• _WHAT YOU NEED TO DO_
Every line from the line containing "Target: suit jacket lapel" to the end of the data must appear in the answer exactly as it appears there, and nothing else.

▼

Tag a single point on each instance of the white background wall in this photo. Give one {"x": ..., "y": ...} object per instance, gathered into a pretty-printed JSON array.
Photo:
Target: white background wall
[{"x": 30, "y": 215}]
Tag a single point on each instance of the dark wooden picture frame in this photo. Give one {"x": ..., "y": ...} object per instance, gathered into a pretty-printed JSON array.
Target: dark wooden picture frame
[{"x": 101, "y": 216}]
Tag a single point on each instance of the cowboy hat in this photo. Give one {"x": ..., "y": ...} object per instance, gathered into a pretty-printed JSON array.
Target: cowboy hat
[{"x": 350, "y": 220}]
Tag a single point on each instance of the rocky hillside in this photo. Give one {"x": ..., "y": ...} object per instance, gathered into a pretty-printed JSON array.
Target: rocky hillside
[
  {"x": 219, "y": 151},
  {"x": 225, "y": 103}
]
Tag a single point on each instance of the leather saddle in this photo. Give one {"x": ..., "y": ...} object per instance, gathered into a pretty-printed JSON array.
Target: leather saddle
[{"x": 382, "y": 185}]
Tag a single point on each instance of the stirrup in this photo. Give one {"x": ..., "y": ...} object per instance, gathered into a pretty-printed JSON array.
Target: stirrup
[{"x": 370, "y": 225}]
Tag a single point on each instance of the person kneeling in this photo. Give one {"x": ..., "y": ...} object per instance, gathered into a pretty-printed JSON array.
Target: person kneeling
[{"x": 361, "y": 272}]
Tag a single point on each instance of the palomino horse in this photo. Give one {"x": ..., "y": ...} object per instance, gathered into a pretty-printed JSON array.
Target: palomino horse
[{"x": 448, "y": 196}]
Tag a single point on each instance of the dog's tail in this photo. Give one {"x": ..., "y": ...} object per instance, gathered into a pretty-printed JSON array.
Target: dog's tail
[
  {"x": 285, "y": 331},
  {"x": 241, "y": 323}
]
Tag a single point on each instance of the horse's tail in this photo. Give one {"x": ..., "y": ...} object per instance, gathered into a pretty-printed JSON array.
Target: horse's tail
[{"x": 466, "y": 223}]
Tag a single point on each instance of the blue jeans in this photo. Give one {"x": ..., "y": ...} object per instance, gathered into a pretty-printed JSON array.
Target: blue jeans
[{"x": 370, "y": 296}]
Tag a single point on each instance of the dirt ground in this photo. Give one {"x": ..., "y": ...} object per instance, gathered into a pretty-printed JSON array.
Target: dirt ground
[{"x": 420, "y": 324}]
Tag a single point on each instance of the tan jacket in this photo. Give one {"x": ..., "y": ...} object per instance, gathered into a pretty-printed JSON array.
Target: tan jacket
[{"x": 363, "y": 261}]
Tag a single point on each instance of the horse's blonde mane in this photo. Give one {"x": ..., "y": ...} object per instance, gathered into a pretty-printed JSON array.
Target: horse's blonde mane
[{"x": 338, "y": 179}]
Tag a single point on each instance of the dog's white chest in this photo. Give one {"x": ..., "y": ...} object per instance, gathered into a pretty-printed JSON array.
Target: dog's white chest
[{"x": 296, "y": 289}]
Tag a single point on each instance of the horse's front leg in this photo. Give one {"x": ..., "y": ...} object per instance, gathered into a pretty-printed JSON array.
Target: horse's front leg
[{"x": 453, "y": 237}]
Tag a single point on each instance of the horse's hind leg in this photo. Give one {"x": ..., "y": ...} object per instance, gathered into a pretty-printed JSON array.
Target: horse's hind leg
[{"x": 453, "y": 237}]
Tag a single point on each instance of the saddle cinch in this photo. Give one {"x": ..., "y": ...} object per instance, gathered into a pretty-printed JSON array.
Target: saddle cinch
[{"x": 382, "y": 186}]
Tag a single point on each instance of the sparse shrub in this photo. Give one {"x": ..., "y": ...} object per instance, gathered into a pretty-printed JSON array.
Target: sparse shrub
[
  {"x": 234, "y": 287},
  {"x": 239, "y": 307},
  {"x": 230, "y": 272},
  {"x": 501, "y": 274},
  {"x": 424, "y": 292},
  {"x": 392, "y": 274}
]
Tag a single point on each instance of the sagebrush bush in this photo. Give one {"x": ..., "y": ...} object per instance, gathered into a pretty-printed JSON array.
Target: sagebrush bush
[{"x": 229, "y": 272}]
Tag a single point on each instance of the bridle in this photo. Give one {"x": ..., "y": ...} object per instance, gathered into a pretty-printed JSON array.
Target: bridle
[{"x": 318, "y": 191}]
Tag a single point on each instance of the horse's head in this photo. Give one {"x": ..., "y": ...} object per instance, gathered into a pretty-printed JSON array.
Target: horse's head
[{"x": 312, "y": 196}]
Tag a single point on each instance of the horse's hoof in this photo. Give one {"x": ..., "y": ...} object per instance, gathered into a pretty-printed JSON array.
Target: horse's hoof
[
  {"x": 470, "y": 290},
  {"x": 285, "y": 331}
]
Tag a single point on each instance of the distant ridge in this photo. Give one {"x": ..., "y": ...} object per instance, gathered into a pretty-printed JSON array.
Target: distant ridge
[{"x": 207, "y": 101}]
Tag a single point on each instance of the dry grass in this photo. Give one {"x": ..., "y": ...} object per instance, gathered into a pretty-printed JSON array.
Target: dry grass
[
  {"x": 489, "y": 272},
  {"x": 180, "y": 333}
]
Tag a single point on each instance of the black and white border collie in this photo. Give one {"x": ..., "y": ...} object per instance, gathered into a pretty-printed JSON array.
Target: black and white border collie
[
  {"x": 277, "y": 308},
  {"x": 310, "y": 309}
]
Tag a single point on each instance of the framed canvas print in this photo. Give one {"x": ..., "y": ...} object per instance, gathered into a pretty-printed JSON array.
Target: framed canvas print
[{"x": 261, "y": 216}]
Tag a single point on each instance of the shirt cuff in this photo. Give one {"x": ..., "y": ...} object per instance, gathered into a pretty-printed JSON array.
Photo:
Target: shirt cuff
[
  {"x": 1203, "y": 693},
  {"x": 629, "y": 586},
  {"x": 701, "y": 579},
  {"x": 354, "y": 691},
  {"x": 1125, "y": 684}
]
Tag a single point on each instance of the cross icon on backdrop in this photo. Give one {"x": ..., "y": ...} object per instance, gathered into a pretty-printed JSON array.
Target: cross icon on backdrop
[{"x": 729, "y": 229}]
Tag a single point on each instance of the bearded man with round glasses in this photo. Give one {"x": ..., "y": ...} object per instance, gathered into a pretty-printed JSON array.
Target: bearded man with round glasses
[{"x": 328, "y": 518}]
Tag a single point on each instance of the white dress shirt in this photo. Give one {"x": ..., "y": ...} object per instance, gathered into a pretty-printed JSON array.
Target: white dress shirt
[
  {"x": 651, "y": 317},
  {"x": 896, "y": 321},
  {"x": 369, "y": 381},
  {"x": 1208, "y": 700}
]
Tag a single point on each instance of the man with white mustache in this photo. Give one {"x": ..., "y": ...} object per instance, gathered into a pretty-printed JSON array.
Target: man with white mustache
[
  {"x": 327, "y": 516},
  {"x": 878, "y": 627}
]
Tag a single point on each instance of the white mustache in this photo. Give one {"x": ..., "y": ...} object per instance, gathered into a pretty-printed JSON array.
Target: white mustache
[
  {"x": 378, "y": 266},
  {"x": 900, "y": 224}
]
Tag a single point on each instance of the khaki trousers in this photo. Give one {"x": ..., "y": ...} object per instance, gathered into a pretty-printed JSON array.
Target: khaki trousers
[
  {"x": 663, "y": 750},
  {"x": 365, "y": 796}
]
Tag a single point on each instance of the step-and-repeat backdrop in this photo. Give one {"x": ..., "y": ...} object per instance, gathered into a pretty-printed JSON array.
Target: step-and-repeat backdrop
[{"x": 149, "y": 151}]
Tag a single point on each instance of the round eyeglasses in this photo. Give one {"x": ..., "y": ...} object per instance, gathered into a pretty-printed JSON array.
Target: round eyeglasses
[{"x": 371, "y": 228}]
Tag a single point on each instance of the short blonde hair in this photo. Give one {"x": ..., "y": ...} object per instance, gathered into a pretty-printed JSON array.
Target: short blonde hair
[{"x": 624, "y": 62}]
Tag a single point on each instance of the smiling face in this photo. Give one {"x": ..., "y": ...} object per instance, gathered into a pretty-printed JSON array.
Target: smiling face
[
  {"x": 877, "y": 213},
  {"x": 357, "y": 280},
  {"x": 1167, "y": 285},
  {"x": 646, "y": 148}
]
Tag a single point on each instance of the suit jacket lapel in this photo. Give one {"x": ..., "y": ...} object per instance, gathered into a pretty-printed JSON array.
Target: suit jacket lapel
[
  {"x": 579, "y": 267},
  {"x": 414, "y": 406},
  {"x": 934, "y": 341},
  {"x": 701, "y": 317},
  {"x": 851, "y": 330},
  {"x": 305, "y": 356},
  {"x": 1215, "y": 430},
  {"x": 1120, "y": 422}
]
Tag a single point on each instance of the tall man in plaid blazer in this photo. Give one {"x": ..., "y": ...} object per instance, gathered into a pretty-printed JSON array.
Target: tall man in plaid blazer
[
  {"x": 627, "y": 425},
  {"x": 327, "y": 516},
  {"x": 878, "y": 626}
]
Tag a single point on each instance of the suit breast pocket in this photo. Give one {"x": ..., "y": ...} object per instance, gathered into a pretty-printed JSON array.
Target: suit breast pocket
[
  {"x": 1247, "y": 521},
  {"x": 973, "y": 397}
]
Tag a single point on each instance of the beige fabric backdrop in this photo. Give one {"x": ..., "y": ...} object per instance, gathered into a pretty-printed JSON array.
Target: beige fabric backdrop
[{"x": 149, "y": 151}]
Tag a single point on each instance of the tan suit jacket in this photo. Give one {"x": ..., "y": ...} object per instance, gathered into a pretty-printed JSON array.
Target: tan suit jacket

▲

• _ANSWER BOX_
Target: suit jacket lapel
[
  {"x": 579, "y": 267},
  {"x": 414, "y": 406},
  {"x": 934, "y": 341},
  {"x": 701, "y": 317},
  {"x": 851, "y": 330},
  {"x": 305, "y": 356},
  {"x": 1215, "y": 430},
  {"x": 1120, "y": 422}
]
Tag a single point on each instance of the tall man in plaid blazer in this photo. Give one {"x": ..., "y": ...} object per instance, gathered into a pretty-printed JSON array.
Target: tall man in plaid blazer
[
  {"x": 627, "y": 425},
  {"x": 327, "y": 516},
  {"x": 878, "y": 626}
]
Tag a single point on each instance of the suit breast pocket in this photo. Give one {"x": ..., "y": ...} object per instance, gathered into a pretty-printed JSON array.
Target: suit breast pocket
[
  {"x": 1247, "y": 521},
  {"x": 973, "y": 397}
]
Tag a single point on each instance of the beige fabric backdrop in this photo. Give one {"x": ..., "y": ...} object per instance, gathered into a pretty-printed JSON array.
Target: beige fabric backdrop
[{"x": 149, "y": 151}]
Tag a single point on each instance of the tan suit jacket in this photo. Give one {"x": ..., "y": ...} object per instance, gathered into a pretty-printed JSON array.
Target: tan suit jacket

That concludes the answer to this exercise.